# Task directions
Transcribe the records below from the line that contains "Task: locate the floppy ear." through the end of the records, both ends included.

Data lines:
------------------------
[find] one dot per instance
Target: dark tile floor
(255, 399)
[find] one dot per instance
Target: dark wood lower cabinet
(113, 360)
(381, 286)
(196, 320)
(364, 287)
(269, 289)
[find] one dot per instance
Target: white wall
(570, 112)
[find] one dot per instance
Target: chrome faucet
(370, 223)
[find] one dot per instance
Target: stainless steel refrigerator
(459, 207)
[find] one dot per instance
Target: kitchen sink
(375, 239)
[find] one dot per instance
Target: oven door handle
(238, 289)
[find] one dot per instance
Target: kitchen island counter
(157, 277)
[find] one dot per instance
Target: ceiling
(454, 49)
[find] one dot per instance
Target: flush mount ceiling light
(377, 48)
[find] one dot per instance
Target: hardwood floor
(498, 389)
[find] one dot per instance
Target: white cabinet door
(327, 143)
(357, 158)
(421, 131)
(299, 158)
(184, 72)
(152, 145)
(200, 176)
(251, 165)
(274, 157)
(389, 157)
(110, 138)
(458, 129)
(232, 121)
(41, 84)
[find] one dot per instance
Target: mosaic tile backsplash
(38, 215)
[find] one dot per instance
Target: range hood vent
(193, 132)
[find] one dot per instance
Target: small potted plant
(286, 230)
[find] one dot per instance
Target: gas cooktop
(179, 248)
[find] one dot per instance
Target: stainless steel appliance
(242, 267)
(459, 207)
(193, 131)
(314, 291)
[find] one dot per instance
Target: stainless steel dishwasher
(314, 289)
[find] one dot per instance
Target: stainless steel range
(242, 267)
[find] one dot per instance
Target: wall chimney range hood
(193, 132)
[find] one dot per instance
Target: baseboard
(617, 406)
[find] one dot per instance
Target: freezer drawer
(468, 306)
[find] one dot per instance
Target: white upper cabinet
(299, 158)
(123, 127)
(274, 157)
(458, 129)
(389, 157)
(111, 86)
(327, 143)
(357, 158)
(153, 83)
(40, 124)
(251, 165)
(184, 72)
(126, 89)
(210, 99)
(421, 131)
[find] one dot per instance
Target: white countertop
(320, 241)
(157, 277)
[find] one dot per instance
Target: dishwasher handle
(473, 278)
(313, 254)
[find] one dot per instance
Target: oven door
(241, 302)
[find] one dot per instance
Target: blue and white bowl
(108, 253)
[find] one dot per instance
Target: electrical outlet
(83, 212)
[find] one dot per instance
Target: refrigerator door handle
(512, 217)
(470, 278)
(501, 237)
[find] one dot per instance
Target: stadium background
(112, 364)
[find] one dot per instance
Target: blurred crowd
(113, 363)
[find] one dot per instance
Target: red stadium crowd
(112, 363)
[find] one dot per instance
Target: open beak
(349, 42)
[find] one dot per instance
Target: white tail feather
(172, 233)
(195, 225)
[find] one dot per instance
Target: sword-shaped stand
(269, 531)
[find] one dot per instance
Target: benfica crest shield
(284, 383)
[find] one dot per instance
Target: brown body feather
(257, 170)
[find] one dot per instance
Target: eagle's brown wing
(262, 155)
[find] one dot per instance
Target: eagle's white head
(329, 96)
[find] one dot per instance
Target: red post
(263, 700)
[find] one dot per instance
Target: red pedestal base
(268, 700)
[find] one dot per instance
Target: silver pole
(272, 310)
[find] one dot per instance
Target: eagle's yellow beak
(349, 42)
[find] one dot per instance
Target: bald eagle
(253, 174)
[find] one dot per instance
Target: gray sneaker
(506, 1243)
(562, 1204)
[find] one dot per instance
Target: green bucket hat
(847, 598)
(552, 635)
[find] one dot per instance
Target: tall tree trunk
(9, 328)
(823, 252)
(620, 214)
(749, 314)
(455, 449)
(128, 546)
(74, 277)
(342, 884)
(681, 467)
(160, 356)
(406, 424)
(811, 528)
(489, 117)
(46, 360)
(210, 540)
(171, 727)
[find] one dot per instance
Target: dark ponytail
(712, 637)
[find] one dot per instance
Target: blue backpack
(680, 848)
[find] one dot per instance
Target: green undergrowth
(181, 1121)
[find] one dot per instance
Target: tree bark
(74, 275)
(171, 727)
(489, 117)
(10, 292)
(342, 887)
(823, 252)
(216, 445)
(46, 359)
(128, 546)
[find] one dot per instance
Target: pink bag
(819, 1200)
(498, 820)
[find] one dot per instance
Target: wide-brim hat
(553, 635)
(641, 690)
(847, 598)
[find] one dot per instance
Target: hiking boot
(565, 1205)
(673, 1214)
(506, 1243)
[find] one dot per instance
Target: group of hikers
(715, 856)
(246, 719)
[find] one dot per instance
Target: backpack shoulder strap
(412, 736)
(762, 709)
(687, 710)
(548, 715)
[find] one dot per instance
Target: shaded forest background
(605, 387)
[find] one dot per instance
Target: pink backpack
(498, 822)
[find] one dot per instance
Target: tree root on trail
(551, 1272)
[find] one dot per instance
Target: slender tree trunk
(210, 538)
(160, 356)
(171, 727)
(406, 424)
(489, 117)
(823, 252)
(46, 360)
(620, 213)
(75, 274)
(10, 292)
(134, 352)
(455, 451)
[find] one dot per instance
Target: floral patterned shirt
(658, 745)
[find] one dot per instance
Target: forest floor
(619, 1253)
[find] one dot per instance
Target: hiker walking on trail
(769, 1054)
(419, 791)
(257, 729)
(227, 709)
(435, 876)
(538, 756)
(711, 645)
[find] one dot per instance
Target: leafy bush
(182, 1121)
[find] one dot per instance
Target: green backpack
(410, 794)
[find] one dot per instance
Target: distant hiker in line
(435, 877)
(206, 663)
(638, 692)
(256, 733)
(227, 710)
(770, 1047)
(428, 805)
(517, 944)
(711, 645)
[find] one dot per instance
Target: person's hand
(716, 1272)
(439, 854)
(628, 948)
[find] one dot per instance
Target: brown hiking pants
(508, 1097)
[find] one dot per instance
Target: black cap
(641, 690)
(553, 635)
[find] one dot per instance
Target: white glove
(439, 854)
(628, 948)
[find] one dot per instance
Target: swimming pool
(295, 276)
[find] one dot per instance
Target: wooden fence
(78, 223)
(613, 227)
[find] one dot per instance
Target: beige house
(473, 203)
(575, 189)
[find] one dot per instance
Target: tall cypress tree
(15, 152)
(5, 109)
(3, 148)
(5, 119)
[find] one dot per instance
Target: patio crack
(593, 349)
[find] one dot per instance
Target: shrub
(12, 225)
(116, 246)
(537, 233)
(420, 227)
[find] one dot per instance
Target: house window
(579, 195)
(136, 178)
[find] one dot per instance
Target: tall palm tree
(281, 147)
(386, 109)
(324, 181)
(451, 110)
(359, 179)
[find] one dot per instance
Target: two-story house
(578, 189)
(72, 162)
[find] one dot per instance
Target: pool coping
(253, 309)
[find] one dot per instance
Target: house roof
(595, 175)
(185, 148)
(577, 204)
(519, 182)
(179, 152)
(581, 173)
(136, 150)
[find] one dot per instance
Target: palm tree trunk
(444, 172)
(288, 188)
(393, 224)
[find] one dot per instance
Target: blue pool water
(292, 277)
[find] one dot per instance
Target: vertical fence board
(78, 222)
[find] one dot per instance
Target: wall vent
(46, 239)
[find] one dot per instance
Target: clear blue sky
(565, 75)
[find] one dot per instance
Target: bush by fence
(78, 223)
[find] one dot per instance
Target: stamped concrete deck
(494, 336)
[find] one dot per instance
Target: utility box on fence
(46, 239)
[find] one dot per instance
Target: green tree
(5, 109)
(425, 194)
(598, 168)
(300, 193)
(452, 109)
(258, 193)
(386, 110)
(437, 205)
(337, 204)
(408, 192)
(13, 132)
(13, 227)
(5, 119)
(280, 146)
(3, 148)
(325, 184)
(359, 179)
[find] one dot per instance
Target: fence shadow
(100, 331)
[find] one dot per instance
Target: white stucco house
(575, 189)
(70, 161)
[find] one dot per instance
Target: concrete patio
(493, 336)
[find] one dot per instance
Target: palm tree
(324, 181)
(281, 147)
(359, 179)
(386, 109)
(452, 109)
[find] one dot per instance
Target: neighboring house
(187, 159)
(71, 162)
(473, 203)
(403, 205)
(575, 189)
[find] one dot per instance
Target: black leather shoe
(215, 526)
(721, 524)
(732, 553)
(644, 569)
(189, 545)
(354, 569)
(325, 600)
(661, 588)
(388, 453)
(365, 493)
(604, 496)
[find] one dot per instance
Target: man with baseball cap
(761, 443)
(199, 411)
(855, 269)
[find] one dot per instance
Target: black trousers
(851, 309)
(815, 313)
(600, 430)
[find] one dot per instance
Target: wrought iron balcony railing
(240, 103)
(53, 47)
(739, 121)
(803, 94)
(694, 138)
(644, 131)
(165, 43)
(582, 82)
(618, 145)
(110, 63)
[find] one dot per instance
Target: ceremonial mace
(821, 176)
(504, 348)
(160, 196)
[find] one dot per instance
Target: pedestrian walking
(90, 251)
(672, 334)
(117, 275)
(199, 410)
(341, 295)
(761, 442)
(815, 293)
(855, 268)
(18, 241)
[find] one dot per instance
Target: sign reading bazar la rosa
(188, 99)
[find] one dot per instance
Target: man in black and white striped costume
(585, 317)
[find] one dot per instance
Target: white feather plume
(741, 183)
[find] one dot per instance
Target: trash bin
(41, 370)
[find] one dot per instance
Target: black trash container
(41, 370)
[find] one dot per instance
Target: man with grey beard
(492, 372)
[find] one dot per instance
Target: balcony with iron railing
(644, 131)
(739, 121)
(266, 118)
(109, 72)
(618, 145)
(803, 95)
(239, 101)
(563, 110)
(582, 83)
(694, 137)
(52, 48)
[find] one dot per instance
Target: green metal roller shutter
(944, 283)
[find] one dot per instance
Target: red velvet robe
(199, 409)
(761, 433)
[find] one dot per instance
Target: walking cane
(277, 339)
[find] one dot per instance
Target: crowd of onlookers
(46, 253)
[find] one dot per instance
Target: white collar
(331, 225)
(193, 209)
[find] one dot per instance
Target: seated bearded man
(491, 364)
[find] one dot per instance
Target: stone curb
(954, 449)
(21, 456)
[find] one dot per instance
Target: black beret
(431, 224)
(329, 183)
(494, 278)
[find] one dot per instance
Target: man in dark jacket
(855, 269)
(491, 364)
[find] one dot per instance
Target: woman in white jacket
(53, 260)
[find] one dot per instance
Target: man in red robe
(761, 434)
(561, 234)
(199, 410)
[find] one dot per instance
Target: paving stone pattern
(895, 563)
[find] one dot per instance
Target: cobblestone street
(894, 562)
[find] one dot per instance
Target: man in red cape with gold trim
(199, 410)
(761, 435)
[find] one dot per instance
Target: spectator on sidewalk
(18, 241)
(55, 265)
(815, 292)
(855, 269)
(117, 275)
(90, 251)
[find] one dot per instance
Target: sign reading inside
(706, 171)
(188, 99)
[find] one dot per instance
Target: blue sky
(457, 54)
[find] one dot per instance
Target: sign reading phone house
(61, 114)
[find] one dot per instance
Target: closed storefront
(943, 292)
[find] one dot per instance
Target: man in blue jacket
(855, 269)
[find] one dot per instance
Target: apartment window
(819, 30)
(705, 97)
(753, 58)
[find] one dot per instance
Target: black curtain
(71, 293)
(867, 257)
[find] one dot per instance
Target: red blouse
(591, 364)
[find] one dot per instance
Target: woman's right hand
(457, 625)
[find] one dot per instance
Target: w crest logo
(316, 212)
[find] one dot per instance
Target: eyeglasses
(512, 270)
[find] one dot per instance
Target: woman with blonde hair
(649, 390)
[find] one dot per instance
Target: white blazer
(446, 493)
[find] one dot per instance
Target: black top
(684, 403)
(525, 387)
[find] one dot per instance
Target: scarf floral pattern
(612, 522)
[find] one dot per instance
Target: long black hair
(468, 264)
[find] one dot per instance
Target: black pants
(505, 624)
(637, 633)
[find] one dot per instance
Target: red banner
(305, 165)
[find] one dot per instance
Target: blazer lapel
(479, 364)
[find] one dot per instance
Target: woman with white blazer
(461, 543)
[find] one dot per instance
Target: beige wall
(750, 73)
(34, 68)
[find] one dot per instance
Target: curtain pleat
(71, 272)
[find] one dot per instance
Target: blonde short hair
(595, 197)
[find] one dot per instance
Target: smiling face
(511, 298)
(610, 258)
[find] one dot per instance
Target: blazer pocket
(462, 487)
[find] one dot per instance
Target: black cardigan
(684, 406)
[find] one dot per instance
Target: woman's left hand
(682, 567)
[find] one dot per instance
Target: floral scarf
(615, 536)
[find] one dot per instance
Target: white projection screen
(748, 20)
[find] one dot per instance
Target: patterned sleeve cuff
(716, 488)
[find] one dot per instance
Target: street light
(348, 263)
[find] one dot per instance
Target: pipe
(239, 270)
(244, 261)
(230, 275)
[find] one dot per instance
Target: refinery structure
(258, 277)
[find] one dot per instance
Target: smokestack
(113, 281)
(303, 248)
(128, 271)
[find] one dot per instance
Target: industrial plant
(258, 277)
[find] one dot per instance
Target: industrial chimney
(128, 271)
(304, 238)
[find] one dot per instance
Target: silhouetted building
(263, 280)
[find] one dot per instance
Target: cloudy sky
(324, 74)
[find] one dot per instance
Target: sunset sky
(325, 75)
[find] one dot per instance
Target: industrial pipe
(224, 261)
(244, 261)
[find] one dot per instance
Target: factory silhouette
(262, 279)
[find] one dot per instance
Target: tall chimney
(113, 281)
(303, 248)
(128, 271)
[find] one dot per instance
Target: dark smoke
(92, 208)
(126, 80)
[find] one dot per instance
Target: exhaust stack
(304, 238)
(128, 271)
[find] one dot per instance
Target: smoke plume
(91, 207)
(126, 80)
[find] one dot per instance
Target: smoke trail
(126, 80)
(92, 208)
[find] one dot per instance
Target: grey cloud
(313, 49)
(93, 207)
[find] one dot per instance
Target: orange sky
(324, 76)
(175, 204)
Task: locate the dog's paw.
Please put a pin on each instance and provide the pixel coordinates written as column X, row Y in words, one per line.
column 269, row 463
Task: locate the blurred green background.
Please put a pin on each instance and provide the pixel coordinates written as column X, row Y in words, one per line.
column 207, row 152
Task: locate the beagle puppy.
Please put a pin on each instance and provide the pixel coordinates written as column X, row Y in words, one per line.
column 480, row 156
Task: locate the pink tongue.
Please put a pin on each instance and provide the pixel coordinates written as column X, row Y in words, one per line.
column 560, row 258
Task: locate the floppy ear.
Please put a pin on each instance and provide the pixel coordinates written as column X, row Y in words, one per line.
------------------------
# Answer to this exercise
Task: locate the floppy ear.
Please put a pin on each instance and provide the pixel coordinates written as column X, row Y in words, one per line.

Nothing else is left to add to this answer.